### Extracted entries

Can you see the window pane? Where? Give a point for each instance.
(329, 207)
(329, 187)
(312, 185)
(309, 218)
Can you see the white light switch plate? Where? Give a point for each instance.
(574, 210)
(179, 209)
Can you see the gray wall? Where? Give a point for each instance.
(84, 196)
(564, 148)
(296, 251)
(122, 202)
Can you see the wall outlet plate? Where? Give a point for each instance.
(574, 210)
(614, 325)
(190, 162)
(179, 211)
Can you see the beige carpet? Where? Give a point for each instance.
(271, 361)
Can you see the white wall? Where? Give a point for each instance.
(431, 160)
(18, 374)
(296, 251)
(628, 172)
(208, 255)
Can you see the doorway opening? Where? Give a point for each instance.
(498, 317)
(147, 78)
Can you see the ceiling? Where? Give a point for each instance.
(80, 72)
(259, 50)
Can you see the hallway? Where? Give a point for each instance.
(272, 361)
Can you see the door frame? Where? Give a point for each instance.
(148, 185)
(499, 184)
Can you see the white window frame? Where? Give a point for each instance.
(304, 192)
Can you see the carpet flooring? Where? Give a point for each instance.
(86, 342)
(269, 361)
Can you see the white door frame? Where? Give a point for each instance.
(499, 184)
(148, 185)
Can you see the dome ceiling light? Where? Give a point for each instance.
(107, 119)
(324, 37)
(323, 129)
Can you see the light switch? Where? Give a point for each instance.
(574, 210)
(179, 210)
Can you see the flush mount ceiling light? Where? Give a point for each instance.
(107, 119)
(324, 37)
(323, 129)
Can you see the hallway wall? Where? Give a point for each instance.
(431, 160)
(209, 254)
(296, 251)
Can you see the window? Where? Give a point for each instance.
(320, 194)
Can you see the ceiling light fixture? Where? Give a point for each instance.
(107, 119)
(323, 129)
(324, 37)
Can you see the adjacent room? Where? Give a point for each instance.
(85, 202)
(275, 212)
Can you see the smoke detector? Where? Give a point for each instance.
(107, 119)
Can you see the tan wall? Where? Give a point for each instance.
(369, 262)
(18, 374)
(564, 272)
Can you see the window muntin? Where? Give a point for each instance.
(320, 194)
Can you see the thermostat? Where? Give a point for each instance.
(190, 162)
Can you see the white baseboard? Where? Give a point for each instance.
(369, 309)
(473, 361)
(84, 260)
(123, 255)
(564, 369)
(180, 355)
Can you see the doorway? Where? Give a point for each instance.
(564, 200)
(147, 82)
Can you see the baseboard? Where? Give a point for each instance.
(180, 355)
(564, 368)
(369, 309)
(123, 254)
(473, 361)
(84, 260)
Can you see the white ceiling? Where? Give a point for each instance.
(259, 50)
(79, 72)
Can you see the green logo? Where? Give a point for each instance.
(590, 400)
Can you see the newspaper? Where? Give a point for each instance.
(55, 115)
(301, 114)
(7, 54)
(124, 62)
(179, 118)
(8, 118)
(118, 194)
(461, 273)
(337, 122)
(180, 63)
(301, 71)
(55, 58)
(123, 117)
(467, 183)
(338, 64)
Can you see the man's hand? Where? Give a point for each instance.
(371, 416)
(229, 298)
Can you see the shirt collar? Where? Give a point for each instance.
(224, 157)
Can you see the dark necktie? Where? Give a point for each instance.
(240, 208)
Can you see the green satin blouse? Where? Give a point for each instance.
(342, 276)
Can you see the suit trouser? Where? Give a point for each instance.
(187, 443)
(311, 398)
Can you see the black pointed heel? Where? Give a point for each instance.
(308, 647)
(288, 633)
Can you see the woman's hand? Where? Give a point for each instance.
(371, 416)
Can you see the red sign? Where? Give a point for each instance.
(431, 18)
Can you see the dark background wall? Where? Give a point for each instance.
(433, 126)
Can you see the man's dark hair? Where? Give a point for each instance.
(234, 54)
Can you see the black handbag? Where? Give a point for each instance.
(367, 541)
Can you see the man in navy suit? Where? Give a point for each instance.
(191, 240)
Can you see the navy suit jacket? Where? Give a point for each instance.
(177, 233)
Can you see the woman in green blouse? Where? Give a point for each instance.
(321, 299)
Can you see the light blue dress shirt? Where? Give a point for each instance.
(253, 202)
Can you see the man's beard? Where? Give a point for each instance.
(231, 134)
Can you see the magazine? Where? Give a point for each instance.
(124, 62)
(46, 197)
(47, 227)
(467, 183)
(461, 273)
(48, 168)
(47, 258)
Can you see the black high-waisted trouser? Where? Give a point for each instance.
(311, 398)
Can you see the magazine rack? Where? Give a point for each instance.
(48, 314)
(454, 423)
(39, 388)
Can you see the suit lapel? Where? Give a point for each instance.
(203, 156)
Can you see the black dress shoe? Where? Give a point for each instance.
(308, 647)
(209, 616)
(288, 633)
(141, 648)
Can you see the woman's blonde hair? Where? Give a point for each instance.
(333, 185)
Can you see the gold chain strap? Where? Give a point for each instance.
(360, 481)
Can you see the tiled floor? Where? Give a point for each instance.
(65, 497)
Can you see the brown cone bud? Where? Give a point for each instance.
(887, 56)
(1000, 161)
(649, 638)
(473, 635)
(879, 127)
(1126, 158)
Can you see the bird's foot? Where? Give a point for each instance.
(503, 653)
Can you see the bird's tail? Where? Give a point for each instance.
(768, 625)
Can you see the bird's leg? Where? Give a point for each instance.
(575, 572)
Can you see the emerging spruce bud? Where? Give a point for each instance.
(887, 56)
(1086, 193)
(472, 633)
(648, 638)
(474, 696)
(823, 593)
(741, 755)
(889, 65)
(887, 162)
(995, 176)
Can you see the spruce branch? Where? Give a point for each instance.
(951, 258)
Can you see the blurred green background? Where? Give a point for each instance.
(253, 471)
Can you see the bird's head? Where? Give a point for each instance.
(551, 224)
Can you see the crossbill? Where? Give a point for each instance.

######

Each line from the one containing "Can you see the gold" through the last line of the material must be restated word for word, with no other text.

Completed exercise »
Can you see the gold chain strap? Where? Give a point for each instance.
(360, 481)
Can you see the tiled floor? Where? Give a point for each instance.
(65, 497)
Can you see the brown cone bud? Where? Give a point for each instance.
(887, 56)
(1000, 161)
(649, 638)
(473, 635)
(879, 127)
(1126, 158)
Can you see the bird's foot? Where? Give a point for each instance.
(503, 653)
Can you see the bird's tail? Where? Give a point for each instance.
(768, 625)
Can you see the bird's leg? Where? Give a point for each instance.
(575, 572)
Can you see the emerging spruce bud? Where? Give a point for each instance.
(887, 56)
(1086, 193)
(472, 633)
(648, 638)
(474, 696)
(823, 593)
(741, 755)
(889, 65)
(887, 162)
(995, 176)
Can you see the spruce branch? Where? Give a point for each instance.
(951, 258)
Can you see the blurred green background? Where? Give a point for each instance.
(253, 471)
Can you see the bird's head? Where? Give a point for each instance.
(551, 224)
Can you see the crossbill? Where? Give a point for each instance.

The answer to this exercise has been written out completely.